## THE EXERCISE
Return every line of the records below verbatim, omitting the pictures.

## DATA LISTING
[Start]

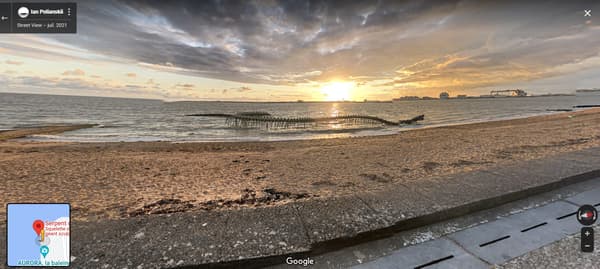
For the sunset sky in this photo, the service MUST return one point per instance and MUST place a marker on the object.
(309, 50)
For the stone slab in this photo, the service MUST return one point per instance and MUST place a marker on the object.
(425, 253)
(518, 240)
(591, 197)
(337, 218)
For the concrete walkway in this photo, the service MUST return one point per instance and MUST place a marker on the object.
(256, 237)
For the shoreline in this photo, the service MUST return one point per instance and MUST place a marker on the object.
(117, 180)
(22, 134)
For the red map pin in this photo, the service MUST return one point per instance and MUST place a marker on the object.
(38, 225)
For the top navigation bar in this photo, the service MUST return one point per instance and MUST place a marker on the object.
(38, 18)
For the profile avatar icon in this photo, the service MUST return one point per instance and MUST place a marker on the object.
(23, 12)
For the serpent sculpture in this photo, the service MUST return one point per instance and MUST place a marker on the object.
(264, 119)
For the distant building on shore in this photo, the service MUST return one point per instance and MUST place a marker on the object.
(406, 98)
(509, 93)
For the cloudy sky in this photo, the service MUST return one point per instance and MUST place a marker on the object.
(309, 50)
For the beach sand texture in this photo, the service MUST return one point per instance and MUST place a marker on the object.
(121, 180)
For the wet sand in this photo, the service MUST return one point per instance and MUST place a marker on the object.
(122, 180)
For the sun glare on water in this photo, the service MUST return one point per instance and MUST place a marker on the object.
(337, 91)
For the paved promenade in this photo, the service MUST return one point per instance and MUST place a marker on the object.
(262, 236)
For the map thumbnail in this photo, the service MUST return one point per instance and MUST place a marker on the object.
(38, 235)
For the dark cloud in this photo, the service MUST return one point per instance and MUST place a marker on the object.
(291, 42)
(74, 72)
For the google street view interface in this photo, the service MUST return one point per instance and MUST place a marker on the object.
(279, 134)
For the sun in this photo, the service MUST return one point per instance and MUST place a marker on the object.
(337, 91)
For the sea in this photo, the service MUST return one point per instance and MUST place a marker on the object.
(120, 119)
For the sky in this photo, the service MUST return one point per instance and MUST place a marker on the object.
(309, 50)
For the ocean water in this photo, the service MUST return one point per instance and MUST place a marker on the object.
(121, 119)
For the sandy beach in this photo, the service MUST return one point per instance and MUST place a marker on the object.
(122, 180)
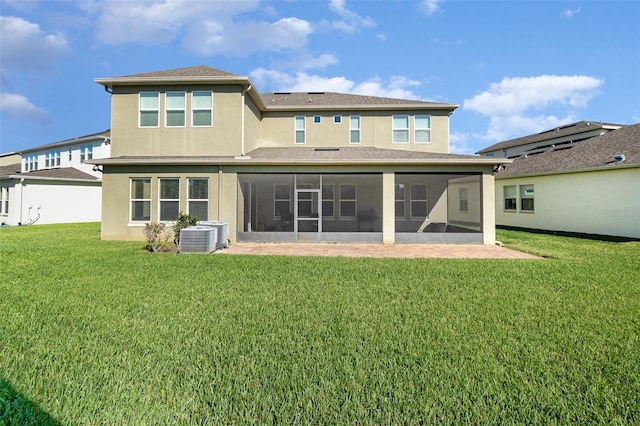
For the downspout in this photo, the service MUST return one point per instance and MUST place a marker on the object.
(21, 199)
(219, 192)
(244, 91)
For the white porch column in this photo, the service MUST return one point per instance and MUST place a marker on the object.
(488, 209)
(388, 208)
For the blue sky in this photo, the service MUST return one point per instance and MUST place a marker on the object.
(514, 67)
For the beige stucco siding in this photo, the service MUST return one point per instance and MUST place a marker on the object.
(222, 138)
(603, 202)
(116, 223)
(376, 130)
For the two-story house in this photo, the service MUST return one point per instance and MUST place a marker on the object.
(314, 166)
(53, 183)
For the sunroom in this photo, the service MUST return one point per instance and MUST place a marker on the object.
(360, 207)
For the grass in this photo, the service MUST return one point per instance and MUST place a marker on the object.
(103, 332)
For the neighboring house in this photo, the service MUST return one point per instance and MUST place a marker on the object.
(556, 137)
(53, 183)
(314, 166)
(588, 187)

[End]

## RESULT
For the sunset sky in this photo, the service MUST return one point per instance and MUST place a marker on the object.
(309, 50)
For the stone slab in this photo, the service MUST return one point per instance and MUST place a marker on the object.
(425, 253)
(518, 240)
(591, 197)
(337, 218)
For the concrete walkway in this photo, the service MUST return one point per instance and MUST place a marker on the object.
(256, 237)
For the shoreline in this photo, the service MUST return one point per instance and MUST place a marker on the object.
(117, 180)
(22, 134)
For the red map pin in this photo, the service MUST return one point per instance and MUST place a marker on the object.
(38, 225)
For the top navigation bar in this photo, the service MUST return one point per instance and MUST place a marker on the object.
(38, 18)
For the profile avatar icon in this photo, the service MUST return one point per instance and MUST place a marker on the object.
(23, 12)
For the serpent sculpture in this photo, the service MUST return one point per instance and MUST place a marker on the object.
(264, 119)
For the distant building on shore in this photo, the service MUST return one point per instance and MUST place a marker on the object.
(406, 98)
(509, 93)
For the cloudy sky in this photo, the service MUST return one point per instance and MUST place a marker on the object.
(309, 50)
For the beach sand texture in this photo, the service MUST return one point per instance and MUST place a marker on the object.
(121, 180)
For the wet sand in this photo, the service MUST return one point per instance and MUST place a marker on the object.
(122, 180)
For the sun glare on water in this photo, the service MUST return one point per instance and MUST place a marker on the object.
(337, 91)
For the paved promenade in this photo, the service MUST return one point per instance and MUST place a marker on the object.
(262, 236)
For the map thumbnail in this photo, the service MUST return one point per instance and MUST place a marker on the object.
(38, 235)
For the dark cloud in this photo, the service MUST return one point per instance and MUST place a marker on the object.
(291, 42)
(74, 72)
For the google street view interface in this photo, the service MUST return one point per instance and MUST place a marker on the object.
(279, 134)
For the sun in this photo, the service MUST return one point per instance and MUST place a marker on the object.
(337, 91)
For the sea in this photo, the service MUST return one point per instance and MUST place a marker on the object.
(120, 119)
For the sky in this photo, the service MUST return one point per instance and MUST place a marker on the object.
(309, 50)
For the ocean water in this photo, the service MUST return one point per instance and MUST place a marker on the object.
(121, 119)
For the sandy beach in this photo, the service MUST return one point per instance and MUST place a marker on the object.
(122, 180)
For the downspout in this photo, the service MUST return one point per instance and MUST place a marker on the object.
(21, 199)
(219, 192)
(244, 91)
For the white porch column in this photo, the service MUST return one point per instance and MUST place a marker on the object.
(488, 209)
(388, 208)
For the blue sky in this photo, the service MUST return one point per instance and MUST place a marker on the object.
(514, 67)
For the beige stucco siding in this photo, the service MUST return one point per instance and MUST place a marker on the object.
(222, 138)
(603, 202)
(116, 223)
(376, 130)
For the two-story house in this photo, the service MUST return one point per instance and MUST place a marker on the object.
(314, 166)
(53, 183)
For the sunroom in this photo, the service MUST return one point per instance and MUST place a marker on the object.
(360, 207)
For the grass in this photo, the service MUST return one point per instance and MUST place a marker on the object.
(103, 332)
For the neighboring house in this photo, the service MUST return one point per instance and MUST place a marker on the object.
(556, 137)
(53, 183)
(314, 166)
(588, 187)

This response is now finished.